Краткое задание:
Процитируйте без изменений фрагмент стихотворения «Рождественская звезда» от слов «Растущее зарево рдело» до слов «спускались с горы.».

Извлечённый текст:
------------------------------------------------
Войти на БыковФМ через
Закрыть
Лекция
Литература

Борис Пастернак, стихотворение «Рождественская звезда»

Дмитрий Быков
>250

Стояла зима.
Дул ветер из степи.
И холодно было младенцу в вертепе
На склоне холма.

Его согревало дыханье вола.
Домашние звери
Стояли в пещере,
Над яслями теплая дымка плыла.

Доху отряхнув от постельной трухи
И зернышек проса,
Смотрели с утеса
Спросонья в полночную даль пастухи.

Вдали было поле в снегу и погост,
Ограды, надгробья,
Оглобля в сугробе,
И небо над кладбищем, полное звезд.

А рядом, неведомая перед тем,
Застенчивей плошки
В оконце сторожки
Мерцала звезда по пути в Вифлеем.

Она пламенела, как стог, в стороне
От неба и Бога,
Как отблеск поджога,
Как хутор в огне и пожар на гумне.

Она возвышалась горящей скирдой
Соломы и сена
Средь целой вселенной,
Встревоженной этою новой звездой.

Растущее зарево рдело над ней
И значило что-то,
И три звездочета
Спешили на зов небывалых огней.

За ними везли на верблюдах дары.
И ослики в сбруе, один малорослей
Другого, шажками спускались с горы.
И странным виденьем грядущей поры
Вставало вдали все пришедшее после.
Все мысли веков, все мечты, все миры,
Все будущее галерей и музеев,
Все шалости фей, все дела чародеев,
Все елки на свете, все сны детворы.

Весь трепет затепленных свечек, все цепи,
Все великолепье цветной мишуры…
…Все злей и свирепей дул ветер из степи…
…Все яблоки, все золотые шары.

Часть пруда скрывали верхушки ольхи,
Но часть было видно отлично отсюда
Сквозь гнезда грачей и деревьев верхи.
Как шли вдоль запруды ослы и верблюды,
Могли хорошо разглядеть пастухи.
— Пойдемте со всеми, поклонимся чуду, -
Сказали они, запахнув кожухи.

От шарканья по снегу сделалось жарко.
По яркой поляне листами слюды
Вели за хибарку босые следы.
------------------------------------------------
Записанные данные:
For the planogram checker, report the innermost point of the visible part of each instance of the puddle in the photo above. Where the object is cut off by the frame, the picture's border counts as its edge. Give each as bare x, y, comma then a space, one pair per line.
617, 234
------------------------------------------------
Полное решение:
Растущее зарево рдело над ней
И значило что-то,
И три звездочета
Спешили на зов небывалых огней.

За ними везли на верблюдах дары.
И ослики в сбруе, один малорослей
Другого, шажками спускались с горы.